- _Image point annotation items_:
▽
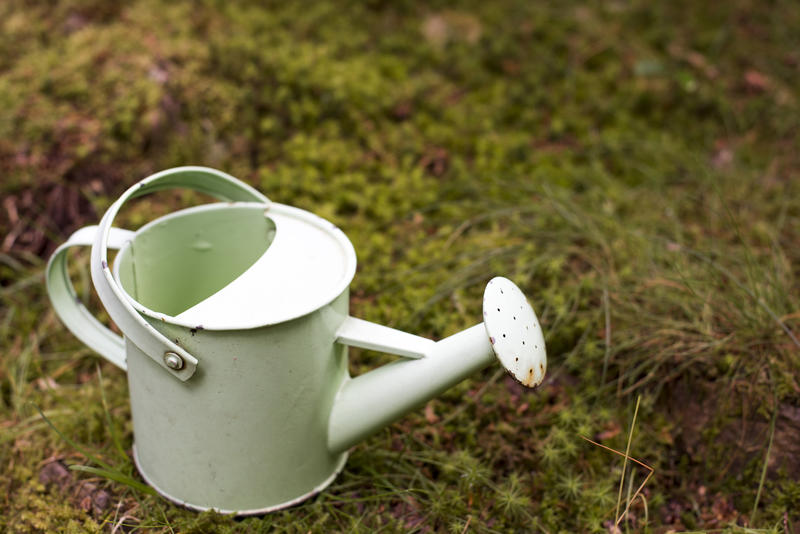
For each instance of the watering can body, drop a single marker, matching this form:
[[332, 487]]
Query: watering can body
[[237, 330]]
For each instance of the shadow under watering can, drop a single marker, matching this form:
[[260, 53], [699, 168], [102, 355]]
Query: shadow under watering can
[[236, 333]]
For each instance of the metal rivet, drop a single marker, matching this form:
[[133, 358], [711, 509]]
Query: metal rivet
[[173, 361]]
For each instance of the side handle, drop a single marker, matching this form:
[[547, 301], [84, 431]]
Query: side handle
[[69, 307]]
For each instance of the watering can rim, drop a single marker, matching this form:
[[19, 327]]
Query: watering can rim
[[332, 231]]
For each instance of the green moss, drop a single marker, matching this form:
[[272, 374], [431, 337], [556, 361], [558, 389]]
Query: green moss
[[630, 166]]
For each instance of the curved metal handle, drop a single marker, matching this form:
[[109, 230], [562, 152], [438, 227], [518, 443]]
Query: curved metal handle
[[136, 329], [71, 310]]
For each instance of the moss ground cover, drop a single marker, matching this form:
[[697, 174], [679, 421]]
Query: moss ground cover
[[632, 166]]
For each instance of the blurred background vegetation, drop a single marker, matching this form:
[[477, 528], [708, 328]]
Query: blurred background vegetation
[[633, 166]]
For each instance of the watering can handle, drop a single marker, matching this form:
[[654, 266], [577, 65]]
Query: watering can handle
[[136, 329], [69, 307]]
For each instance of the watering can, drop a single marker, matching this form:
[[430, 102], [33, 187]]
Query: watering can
[[236, 335]]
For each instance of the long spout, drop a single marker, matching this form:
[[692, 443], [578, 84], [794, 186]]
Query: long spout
[[510, 332]]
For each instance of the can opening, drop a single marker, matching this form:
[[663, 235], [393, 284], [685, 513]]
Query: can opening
[[180, 260]]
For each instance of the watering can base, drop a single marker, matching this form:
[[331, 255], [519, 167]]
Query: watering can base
[[254, 511]]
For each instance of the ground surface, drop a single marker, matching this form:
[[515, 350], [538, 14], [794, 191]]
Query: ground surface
[[633, 167]]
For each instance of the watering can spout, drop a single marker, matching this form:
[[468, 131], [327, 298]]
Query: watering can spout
[[510, 333]]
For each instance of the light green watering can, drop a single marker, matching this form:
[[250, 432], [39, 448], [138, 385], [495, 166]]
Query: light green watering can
[[236, 325]]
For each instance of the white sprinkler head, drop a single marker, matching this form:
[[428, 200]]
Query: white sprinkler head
[[514, 331]]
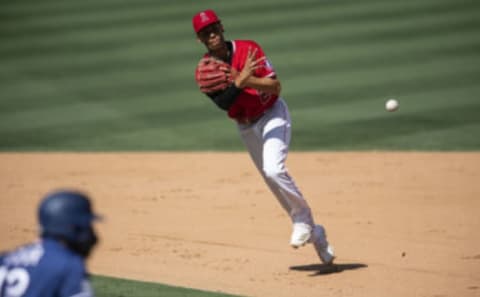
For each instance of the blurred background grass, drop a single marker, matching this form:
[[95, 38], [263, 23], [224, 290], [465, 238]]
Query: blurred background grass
[[115, 75]]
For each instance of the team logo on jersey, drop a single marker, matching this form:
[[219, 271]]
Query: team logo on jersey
[[268, 65]]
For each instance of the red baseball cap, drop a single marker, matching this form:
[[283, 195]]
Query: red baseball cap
[[203, 19]]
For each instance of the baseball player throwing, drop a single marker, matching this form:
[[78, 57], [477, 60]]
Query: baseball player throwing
[[240, 79], [54, 266]]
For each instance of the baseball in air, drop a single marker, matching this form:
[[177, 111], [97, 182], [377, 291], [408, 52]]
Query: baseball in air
[[391, 105]]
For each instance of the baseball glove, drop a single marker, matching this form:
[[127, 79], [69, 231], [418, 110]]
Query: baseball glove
[[213, 75]]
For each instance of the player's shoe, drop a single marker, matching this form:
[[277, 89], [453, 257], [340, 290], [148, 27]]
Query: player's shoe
[[322, 247], [301, 234]]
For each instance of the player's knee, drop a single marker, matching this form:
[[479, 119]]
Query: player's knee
[[273, 174]]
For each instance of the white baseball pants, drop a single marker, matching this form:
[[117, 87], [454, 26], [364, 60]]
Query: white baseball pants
[[268, 141]]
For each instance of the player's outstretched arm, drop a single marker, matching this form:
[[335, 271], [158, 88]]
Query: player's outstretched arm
[[246, 78]]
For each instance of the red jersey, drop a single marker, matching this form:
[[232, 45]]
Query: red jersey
[[250, 103]]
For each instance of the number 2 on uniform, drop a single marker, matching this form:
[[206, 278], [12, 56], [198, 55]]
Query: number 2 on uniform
[[16, 281]]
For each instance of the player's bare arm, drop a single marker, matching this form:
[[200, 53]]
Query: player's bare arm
[[246, 77]]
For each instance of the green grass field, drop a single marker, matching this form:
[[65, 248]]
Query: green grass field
[[115, 287], [117, 75]]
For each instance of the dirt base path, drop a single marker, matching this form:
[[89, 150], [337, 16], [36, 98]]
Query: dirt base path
[[402, 224]]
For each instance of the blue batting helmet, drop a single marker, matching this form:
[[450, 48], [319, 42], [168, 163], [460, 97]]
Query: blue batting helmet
[[65, 214]]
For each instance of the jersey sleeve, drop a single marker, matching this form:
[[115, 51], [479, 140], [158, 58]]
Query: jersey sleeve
[[76, 282]]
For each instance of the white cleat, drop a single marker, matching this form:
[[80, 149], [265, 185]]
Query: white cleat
[[322, 247], [301, 234]]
△
- _THE PROBLEM_: Copy the stretch of items from the line that contains "For each instance of the watering can rim, drop" through the line that contains "[[510, 333]]", requests included, adding 121 to every coordinate in the answers.

- _OUTPUT_:
For each instance of the watering can rim, drop a single marker, matching this form:
[[19, 327]]
Query: watering can rim
[[453, 352]]
For each instance of the green moss, drop a single marker, matching this form:
[[272, 374], [431, 337], [556, 361], [558, 389]]
Query: green moss
[[751, 287]]
For each instance of the curved metal handle, drop a single marker, matching this form:
[[109, 230], [562, 152], [438, 227], [518, 443]]
Query: curved metal handle
[[257, 450], [192, 431]]
For each instance of the moss ground cover, drop a single marker, matching this form:
[[697, 174], [679, 421]]
Query: moss ground cover
[[753, 287]]
For each instance of the blurred background vegetation, drop a single marker, matching this form:
[[477, 528], [708, 328]]
Query: blurred background vegetation
[[754, 287]]
For each instance of the watering can handle, drop a single marker, matching this form:
[[654, 266], [577, 65]]
Query: watering can handle
[[257, 450], [190, 428]]
For each instance of the watering can, drop a single marker, matching this form:
[[430, 102], [33, 187]]
Query: watering can
[[357, 456]]
For each instance of the long spout, drop a single marker, matching this form:
[[692, 443], [578, 84], [794, 186]]
Query: long spout
[[631, 453]]
For each instance of the can opening, drop a single marker, matching this form:
[[663, 235], [393, 284], [685, 513]]
Query: can opening
[[301, 381]]
For each instance of the watering can base, drop a single marker, matching this form:
[[331, 255], [519, 167]]
Query: watering can base
[[375, 632]]
For each instance of the ground surface, drop a single marker, matching this form:
[[515, 350], [538, 14], [794, 191]]
Query: ground surface
[[754, 288]]
For each instance of the watering can spout, drop a single marker, matching this form:
[[468, 131], [327, 298]]
Query: watering can spout
[[631, 454]]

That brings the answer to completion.